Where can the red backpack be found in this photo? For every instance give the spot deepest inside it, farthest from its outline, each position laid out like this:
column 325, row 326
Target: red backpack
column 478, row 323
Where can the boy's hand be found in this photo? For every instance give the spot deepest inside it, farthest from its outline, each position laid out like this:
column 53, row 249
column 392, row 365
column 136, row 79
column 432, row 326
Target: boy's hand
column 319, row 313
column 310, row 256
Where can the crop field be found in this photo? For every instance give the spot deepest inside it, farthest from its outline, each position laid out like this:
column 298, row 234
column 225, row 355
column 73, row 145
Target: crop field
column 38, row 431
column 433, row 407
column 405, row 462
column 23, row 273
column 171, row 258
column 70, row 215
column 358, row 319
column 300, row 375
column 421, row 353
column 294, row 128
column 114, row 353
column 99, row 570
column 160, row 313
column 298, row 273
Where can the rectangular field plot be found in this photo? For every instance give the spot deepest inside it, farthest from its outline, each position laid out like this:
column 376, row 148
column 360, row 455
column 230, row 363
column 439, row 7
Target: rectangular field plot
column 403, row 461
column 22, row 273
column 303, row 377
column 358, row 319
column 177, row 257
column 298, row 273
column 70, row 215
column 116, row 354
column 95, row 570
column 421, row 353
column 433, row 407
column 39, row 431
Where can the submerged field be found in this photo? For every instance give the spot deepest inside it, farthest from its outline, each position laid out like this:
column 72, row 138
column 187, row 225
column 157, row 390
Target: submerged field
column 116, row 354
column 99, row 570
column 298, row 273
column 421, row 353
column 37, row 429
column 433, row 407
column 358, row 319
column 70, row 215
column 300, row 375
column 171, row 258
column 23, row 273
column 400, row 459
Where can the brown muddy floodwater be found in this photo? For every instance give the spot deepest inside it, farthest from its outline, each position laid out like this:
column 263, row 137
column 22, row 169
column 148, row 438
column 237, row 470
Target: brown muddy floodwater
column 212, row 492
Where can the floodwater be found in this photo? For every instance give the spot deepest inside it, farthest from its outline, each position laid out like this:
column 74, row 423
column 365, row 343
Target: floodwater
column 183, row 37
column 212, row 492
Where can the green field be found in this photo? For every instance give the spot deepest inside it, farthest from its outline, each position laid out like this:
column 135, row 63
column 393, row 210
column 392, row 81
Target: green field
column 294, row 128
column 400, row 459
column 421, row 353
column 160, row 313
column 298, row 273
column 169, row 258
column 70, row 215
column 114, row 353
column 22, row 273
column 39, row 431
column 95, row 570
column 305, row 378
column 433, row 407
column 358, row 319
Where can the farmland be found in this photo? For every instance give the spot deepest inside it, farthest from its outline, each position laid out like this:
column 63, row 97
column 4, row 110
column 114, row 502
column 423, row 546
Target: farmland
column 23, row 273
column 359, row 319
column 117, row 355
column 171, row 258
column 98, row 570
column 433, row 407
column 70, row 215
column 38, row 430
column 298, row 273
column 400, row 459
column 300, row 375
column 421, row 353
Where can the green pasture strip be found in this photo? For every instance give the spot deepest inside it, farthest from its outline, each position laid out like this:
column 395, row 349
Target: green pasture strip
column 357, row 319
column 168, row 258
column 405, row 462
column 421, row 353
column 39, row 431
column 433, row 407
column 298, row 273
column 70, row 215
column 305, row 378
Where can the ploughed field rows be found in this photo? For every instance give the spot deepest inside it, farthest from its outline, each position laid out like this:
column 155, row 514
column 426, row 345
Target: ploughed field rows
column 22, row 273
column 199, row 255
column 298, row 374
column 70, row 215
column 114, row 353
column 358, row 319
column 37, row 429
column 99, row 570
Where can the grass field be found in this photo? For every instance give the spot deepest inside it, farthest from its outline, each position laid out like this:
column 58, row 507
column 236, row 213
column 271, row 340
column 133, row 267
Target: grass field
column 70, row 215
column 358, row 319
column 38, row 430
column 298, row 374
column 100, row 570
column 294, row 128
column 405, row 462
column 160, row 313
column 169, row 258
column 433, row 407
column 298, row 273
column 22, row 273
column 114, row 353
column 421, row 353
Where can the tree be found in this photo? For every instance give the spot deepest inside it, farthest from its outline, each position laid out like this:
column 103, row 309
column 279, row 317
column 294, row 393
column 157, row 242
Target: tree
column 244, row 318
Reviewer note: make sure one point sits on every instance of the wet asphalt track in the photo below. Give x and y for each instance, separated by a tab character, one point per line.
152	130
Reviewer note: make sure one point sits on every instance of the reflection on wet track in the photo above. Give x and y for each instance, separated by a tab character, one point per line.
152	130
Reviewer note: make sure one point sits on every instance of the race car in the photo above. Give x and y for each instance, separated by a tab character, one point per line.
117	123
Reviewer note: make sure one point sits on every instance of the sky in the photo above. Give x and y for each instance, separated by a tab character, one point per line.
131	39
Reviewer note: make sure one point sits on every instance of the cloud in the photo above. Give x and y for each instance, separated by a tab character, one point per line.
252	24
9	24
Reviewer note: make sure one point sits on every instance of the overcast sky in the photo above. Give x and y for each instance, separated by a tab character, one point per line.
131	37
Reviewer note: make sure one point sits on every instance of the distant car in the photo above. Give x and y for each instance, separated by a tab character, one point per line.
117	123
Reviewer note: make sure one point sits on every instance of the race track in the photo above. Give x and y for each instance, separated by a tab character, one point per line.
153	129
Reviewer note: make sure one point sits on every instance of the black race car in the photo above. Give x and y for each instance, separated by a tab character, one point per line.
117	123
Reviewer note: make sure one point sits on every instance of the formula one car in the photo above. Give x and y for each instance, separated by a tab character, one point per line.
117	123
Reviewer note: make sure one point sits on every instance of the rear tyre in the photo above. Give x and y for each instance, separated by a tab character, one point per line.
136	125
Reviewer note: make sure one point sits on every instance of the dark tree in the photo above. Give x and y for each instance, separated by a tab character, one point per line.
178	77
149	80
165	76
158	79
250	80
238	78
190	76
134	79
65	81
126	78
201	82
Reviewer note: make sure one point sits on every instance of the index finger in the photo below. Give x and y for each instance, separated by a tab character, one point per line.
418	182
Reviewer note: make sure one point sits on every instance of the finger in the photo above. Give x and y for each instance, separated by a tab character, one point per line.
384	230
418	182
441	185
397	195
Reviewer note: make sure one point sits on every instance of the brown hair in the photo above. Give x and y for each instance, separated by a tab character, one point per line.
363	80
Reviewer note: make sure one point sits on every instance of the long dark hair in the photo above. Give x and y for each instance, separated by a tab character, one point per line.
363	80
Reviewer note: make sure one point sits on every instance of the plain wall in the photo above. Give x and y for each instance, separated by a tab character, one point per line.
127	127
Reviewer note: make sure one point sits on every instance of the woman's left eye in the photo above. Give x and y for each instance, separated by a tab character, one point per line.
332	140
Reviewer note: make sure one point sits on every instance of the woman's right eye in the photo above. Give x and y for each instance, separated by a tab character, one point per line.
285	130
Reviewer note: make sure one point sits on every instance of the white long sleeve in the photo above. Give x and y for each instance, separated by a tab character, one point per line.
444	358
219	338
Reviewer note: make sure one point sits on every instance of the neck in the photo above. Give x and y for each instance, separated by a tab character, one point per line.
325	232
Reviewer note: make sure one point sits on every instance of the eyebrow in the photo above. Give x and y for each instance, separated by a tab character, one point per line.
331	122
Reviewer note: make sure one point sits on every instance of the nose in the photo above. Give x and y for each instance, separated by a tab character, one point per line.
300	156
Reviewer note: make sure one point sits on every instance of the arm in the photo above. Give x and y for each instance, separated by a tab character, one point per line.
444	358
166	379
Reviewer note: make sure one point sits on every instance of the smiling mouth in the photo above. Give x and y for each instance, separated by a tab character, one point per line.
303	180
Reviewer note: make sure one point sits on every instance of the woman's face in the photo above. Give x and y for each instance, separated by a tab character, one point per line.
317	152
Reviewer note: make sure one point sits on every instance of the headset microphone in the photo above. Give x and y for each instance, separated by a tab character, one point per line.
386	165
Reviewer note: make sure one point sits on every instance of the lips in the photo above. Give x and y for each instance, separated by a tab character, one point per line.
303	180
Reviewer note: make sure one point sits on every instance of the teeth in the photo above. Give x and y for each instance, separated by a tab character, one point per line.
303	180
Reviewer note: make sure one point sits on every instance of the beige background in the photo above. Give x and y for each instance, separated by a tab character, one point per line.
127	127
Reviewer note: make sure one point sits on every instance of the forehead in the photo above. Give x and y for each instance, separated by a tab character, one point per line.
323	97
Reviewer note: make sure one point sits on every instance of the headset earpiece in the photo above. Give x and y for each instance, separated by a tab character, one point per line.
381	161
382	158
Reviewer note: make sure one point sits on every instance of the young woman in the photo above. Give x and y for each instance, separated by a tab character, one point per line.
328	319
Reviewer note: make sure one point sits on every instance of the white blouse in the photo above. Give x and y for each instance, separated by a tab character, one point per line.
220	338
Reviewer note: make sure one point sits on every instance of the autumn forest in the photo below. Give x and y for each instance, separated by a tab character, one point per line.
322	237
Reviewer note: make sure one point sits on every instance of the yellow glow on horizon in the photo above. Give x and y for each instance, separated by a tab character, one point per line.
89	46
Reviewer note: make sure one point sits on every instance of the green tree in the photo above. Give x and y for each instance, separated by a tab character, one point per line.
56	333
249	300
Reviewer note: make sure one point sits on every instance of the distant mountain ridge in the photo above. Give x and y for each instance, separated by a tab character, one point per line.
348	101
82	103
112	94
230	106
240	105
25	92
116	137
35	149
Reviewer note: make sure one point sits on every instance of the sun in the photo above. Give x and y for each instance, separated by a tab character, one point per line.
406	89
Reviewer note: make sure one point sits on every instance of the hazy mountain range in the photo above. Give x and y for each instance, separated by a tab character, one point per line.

========

## YOUR OBJECTIVE
In the listing above, locate the line containing "Where can the boy's" and the line containing "column 157, row 390". Extract those two lines and every line between them, exactly as written, and only those.

## EXERCISE ANSWER
Where can the boy's hand be found in this photo? For every instance give the spot deepest inside it, farthest from its outline, each position laid out like this:
column 53, row 249
column 392, row 365
column 136, row 79
column 432, row 326
Target: boy's hand
column 319, row 313
column 310, row 256
Where can the crop field be found in this photo? For every instance give the spot deepest inside it, farthest from its outline, each position laid out like this:
column 298, row 234
column 225, row 355
column 73, row 145
Target: crop field
column 38, row 431
column 433, row 407
column 405, row 462
column 23, row 273
column 171, row 258
column 70, row 215
column 358, row 319
column 300, row 375
column 421, row 353
column 294, row 128
column 114, row 353
column 99, row 570
column 160, row 313
column 298, row 273
Where can the rectangular field plot be found in this photo? For every instance give the spot deepest inside it, farthest from its outline, each position laid out like this:
column 376, row 148
column 360, row 455
column 230, row 363
column 439, row 7
Target: rectangular field plot
column 403, row 461
column 22, row 273
column 303, row 377
column 358, row 319
column 177, row 257
column 298, row 273
column 70, row 215
column 116, row 354
column 95, row 570
column 421, row 353
column 433, row 407
column 39, row 431
Where can the submerged field be found in this photo? For every instance give the spot deepest inside it, farthest from its outline, each position laid out like this:
column 72, row 138
column 187, row 225
column 157, row 390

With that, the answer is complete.